__STATED PROBLEM__.
Copy exactly the last part of the entries, starting from the line with "Drop a point on every instance of the fabric" and including the final line.

Extracted data entries:
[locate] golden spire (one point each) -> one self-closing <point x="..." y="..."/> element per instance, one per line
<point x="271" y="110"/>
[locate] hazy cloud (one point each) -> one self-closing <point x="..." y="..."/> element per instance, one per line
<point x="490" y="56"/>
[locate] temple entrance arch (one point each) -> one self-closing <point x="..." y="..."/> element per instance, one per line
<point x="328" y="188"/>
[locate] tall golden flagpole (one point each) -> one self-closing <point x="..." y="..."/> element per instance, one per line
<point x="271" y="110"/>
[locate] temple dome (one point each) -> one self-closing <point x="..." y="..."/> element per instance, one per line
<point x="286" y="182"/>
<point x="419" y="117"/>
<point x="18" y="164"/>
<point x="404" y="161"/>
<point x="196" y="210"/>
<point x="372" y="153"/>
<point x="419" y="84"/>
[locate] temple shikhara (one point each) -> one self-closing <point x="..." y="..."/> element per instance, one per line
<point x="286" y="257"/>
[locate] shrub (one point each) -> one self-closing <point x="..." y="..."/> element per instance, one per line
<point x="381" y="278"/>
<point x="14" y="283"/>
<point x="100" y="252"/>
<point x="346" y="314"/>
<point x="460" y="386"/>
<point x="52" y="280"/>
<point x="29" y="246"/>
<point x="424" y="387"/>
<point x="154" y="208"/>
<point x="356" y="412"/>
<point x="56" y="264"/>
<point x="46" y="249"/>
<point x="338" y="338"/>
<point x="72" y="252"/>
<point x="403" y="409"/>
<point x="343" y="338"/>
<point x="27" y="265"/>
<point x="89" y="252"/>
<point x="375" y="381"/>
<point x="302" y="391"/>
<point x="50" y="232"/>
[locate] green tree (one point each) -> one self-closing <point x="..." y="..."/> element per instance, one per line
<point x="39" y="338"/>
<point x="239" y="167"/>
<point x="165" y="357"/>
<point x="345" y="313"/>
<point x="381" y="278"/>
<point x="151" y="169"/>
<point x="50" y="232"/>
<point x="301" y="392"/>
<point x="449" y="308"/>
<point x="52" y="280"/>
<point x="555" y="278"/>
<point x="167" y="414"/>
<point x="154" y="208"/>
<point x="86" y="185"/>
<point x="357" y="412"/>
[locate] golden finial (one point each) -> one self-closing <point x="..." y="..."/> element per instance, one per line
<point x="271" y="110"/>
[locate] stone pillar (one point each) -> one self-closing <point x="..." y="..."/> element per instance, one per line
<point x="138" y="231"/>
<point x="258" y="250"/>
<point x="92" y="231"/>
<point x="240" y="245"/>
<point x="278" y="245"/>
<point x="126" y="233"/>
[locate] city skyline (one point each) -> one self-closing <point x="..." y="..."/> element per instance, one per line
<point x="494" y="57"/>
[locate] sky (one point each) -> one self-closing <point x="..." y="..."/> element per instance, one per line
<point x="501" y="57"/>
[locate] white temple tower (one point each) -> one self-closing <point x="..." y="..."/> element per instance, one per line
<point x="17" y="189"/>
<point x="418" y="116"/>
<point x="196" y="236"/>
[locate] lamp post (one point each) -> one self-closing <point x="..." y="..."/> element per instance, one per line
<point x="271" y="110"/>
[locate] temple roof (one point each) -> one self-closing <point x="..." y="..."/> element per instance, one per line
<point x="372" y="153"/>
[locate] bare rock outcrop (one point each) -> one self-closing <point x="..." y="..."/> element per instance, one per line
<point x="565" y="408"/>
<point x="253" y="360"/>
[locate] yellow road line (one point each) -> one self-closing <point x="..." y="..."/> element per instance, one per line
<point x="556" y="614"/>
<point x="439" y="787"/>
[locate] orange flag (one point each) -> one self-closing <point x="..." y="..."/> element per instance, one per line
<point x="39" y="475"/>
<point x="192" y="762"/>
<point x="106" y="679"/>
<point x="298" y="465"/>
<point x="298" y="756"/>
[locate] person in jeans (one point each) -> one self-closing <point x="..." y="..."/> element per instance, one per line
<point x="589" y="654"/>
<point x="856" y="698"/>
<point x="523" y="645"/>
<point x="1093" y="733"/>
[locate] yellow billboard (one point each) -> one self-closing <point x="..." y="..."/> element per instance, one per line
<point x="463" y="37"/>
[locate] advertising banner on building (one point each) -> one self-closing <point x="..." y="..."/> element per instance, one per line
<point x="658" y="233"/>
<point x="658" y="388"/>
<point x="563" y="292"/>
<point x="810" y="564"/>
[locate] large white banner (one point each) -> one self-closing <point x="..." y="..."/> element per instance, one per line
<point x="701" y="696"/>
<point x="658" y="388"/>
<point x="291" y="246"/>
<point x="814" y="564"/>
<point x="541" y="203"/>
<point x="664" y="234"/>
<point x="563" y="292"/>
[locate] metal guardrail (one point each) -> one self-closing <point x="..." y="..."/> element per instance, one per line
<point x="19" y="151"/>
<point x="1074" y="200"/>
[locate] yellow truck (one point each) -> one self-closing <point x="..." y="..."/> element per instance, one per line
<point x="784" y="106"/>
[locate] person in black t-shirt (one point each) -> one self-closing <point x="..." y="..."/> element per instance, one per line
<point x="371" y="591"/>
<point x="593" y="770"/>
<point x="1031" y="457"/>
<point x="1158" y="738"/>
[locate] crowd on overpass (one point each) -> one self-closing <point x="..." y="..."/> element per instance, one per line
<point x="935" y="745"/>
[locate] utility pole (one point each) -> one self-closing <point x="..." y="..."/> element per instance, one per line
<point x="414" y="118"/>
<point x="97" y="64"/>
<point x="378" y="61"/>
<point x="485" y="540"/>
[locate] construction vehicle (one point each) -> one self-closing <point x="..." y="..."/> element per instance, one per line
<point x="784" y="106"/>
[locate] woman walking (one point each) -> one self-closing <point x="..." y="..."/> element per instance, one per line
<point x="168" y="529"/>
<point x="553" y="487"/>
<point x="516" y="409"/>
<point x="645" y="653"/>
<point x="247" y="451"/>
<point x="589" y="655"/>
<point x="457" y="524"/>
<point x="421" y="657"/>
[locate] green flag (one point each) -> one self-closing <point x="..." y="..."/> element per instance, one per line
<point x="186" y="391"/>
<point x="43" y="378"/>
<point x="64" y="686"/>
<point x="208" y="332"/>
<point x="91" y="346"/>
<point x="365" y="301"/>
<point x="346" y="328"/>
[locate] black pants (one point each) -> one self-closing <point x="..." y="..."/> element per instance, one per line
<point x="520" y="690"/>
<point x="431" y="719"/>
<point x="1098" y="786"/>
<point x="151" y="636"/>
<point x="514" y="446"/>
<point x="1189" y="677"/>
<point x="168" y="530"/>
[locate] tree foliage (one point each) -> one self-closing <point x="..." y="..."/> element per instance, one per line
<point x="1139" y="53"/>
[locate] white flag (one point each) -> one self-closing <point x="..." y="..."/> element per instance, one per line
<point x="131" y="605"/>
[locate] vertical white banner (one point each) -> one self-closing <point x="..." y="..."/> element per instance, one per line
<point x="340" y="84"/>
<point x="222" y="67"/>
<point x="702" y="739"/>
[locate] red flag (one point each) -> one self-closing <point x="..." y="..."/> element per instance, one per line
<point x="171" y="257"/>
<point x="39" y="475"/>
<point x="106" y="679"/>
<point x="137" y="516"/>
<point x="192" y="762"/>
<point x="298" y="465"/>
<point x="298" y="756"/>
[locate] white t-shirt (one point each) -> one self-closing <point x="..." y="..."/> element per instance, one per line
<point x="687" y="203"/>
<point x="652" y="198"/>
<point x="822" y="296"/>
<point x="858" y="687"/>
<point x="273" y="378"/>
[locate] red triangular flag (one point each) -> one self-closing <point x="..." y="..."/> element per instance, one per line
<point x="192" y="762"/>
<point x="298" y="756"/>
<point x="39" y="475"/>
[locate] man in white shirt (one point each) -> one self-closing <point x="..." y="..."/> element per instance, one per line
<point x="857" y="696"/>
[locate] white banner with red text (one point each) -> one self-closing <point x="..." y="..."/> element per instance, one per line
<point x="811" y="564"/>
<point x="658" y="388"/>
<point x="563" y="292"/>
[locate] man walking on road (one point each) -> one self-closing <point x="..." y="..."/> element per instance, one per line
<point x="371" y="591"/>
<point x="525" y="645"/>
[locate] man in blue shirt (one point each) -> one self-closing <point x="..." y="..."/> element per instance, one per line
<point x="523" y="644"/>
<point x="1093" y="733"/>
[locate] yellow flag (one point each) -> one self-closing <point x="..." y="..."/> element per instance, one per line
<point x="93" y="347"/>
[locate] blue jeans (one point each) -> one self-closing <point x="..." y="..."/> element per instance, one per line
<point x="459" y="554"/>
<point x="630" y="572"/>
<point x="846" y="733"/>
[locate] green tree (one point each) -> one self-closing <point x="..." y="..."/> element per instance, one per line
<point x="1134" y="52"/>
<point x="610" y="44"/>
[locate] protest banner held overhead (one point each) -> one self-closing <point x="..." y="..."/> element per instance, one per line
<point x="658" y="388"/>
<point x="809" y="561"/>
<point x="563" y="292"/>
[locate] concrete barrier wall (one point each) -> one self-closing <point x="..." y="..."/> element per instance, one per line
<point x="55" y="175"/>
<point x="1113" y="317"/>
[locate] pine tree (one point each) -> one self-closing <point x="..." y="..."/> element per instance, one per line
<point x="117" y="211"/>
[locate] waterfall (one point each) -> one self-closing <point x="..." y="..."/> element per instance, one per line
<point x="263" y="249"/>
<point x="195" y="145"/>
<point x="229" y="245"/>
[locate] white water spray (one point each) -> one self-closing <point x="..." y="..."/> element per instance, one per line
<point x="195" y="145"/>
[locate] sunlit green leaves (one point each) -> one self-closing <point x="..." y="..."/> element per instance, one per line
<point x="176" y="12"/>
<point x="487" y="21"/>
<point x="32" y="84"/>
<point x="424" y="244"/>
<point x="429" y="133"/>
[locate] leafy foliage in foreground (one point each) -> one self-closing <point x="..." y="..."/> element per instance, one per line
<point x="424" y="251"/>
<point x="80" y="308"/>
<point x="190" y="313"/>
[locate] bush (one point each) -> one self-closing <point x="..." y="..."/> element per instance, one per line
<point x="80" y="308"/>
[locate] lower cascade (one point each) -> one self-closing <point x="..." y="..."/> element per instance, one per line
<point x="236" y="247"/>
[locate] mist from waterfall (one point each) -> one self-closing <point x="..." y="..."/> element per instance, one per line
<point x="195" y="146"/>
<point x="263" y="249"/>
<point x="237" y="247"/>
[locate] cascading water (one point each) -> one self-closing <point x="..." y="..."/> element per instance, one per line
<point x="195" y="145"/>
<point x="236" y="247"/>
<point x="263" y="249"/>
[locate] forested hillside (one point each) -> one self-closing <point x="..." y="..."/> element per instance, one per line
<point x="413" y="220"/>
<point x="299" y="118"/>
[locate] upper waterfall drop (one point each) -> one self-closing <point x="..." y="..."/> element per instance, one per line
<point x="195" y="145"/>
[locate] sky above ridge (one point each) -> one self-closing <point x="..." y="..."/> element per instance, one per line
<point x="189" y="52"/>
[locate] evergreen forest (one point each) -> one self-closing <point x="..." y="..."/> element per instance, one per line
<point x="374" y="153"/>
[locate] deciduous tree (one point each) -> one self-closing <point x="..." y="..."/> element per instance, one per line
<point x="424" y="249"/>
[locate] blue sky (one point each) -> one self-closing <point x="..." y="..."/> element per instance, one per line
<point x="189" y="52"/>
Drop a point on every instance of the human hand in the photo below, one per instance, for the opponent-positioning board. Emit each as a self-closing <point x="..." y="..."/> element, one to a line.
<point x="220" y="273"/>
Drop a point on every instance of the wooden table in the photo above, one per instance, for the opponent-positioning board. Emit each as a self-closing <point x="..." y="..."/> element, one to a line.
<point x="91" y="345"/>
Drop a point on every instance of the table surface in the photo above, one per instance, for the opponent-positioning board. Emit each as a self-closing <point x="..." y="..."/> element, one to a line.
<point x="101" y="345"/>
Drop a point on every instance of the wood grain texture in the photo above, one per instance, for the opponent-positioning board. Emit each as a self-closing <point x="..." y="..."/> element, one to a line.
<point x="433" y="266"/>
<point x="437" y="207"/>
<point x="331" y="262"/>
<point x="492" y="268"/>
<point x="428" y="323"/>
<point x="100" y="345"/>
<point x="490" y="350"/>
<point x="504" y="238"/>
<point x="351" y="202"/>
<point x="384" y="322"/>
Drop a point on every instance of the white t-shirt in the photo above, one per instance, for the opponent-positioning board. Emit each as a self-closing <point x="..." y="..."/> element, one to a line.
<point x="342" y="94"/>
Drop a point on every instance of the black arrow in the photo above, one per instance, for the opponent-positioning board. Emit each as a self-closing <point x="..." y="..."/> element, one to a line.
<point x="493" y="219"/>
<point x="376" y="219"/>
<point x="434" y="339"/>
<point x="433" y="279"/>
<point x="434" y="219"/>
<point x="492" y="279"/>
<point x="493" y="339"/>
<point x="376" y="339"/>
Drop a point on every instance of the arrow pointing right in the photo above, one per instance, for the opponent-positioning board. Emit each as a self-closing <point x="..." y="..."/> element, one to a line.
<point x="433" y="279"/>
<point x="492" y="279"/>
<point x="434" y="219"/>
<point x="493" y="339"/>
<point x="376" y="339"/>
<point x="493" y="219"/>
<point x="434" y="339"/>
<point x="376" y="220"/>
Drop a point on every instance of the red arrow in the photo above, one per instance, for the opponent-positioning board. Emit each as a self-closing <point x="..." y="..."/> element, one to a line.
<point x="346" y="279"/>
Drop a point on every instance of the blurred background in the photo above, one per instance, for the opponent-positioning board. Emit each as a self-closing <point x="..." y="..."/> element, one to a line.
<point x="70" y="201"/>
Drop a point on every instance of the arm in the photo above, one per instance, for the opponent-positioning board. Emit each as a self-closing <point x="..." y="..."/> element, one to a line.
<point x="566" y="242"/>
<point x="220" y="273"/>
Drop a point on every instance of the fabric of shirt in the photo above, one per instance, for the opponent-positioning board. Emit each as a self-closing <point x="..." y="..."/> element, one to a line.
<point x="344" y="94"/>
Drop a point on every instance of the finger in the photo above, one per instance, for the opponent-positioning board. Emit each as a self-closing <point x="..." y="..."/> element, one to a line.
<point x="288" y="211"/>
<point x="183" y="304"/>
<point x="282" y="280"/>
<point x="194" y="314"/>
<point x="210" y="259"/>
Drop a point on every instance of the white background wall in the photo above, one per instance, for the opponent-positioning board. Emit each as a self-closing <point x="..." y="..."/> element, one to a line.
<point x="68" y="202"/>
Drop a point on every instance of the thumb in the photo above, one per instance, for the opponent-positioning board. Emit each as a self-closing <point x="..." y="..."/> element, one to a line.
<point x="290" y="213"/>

__SOLVED PROBLEM__.
Drop a point on every instance of the fabric of shirt in the photo above, one per instance, for the opponent-positioning board. Emit each as a self-closing <point x="..." y="..."/> element, one to a line.
<point x="344" y="94"/>
Drop a point on every instance of the finger in the photo above, one per instance, for the opponent-positioning board. Emit each as a self-closing <point x="..." y="..."/> element, one to a line.
<point x="288" y="211"/>
<point x="183" y="304"/>
<point x="282" y="280"/>
<point x="194" y="314"/>
<point x="210" y="259"/>
Drop a point on every instance of the white background wall in the photo above, one per instance, for the opponent-positioning board. Emit each as a self-closing <point x="..." y="..."/> element, one to a line.
<point x="68" y="202"/>
Drop a point on every instance of the thumb in the photo above, one per instance, for the opponent-positioning board. Emit each as a self-closing <point x="..." y="..."/> element, one to a line.
<point x="290" y="213"/>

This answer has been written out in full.